"""

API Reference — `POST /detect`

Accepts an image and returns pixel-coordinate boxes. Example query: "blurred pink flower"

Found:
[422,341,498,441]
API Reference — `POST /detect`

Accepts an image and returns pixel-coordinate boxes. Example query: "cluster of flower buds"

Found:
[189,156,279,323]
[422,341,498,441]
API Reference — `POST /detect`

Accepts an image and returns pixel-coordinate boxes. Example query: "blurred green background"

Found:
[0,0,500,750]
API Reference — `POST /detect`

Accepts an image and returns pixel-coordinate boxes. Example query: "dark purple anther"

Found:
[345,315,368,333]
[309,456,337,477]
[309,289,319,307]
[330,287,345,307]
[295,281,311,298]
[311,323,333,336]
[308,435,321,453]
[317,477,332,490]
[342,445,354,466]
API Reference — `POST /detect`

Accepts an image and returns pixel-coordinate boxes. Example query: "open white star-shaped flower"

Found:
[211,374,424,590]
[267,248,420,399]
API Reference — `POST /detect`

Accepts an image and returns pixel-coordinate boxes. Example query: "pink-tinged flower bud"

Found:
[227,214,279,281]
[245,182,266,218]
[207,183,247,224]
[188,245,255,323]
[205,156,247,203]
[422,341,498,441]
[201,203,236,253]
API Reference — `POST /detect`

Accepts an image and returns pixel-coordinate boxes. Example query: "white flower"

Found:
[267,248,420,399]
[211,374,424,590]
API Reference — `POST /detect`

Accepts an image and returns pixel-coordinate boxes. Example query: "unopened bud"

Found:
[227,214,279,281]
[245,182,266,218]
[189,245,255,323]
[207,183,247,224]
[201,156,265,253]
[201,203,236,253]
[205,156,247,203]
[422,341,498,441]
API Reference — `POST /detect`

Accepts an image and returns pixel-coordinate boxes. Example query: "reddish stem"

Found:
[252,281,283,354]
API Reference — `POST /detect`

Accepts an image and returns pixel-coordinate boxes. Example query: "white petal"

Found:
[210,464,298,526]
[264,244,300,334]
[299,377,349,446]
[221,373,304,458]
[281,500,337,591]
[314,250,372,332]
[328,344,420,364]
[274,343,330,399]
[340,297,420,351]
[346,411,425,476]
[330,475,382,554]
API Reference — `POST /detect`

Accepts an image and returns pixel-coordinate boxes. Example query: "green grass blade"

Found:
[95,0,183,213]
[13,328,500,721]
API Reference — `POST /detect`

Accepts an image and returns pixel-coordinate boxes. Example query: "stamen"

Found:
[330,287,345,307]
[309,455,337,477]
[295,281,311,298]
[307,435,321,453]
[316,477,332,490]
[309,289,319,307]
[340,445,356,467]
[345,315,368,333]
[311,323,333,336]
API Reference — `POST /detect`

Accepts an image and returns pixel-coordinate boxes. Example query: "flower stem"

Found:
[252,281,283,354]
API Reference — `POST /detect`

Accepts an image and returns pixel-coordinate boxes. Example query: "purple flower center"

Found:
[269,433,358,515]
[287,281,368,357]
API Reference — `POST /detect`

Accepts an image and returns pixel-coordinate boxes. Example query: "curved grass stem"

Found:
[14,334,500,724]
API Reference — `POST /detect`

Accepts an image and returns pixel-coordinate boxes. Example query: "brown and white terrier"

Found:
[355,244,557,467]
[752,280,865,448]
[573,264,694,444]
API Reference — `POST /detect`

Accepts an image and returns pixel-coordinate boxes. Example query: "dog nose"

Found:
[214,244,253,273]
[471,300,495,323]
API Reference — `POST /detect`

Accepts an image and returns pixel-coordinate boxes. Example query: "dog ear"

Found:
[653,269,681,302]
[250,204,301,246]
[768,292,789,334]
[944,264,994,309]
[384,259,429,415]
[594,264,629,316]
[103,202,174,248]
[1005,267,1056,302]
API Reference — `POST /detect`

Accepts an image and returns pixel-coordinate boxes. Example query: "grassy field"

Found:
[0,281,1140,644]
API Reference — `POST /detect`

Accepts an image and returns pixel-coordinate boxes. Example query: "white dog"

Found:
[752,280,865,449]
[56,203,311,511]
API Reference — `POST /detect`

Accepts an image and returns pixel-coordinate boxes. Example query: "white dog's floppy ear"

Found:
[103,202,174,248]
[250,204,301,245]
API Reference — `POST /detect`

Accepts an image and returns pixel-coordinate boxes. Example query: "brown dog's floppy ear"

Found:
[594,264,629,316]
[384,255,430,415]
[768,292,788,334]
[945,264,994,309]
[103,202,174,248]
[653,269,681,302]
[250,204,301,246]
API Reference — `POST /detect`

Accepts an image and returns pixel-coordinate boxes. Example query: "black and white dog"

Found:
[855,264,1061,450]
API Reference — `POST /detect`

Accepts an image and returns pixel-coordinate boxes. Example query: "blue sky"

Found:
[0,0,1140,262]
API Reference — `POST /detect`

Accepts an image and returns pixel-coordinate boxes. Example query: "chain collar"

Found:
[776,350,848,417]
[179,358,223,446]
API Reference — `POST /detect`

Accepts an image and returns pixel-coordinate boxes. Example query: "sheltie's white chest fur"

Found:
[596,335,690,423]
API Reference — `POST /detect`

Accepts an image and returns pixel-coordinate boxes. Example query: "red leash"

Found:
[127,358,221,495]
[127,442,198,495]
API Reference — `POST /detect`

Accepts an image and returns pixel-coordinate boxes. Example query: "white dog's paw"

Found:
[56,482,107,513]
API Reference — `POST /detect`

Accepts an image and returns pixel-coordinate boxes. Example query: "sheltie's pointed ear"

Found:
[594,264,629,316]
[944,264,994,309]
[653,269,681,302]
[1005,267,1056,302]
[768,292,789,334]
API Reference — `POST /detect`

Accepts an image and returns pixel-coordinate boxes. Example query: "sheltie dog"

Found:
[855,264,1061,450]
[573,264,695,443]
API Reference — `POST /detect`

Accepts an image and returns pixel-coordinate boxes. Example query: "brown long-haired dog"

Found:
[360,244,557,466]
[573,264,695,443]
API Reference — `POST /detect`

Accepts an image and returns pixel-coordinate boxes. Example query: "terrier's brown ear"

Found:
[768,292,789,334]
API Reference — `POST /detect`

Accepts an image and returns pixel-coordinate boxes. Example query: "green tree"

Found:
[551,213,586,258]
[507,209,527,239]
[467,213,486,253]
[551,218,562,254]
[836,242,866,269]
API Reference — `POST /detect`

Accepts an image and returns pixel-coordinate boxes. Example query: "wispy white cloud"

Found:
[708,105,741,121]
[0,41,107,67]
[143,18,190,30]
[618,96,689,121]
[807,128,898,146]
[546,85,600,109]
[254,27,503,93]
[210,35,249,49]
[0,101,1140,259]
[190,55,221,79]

"""

> _Instrucciones de trabajo_: ¿Puedes extraer de los registros cada línea que contenga la cadena "pink"? Cópialas todas y ten en cuenta que se distinguen mayúsculas y minúsculas.

> _Solución de la tarea_:
Accepts an image and returns pixel-coordinate boxes. Example query: "blurred pink flower"
Accepts an image and returns pixel-coordinate boxes. Example query: "pink-tinged flower bud"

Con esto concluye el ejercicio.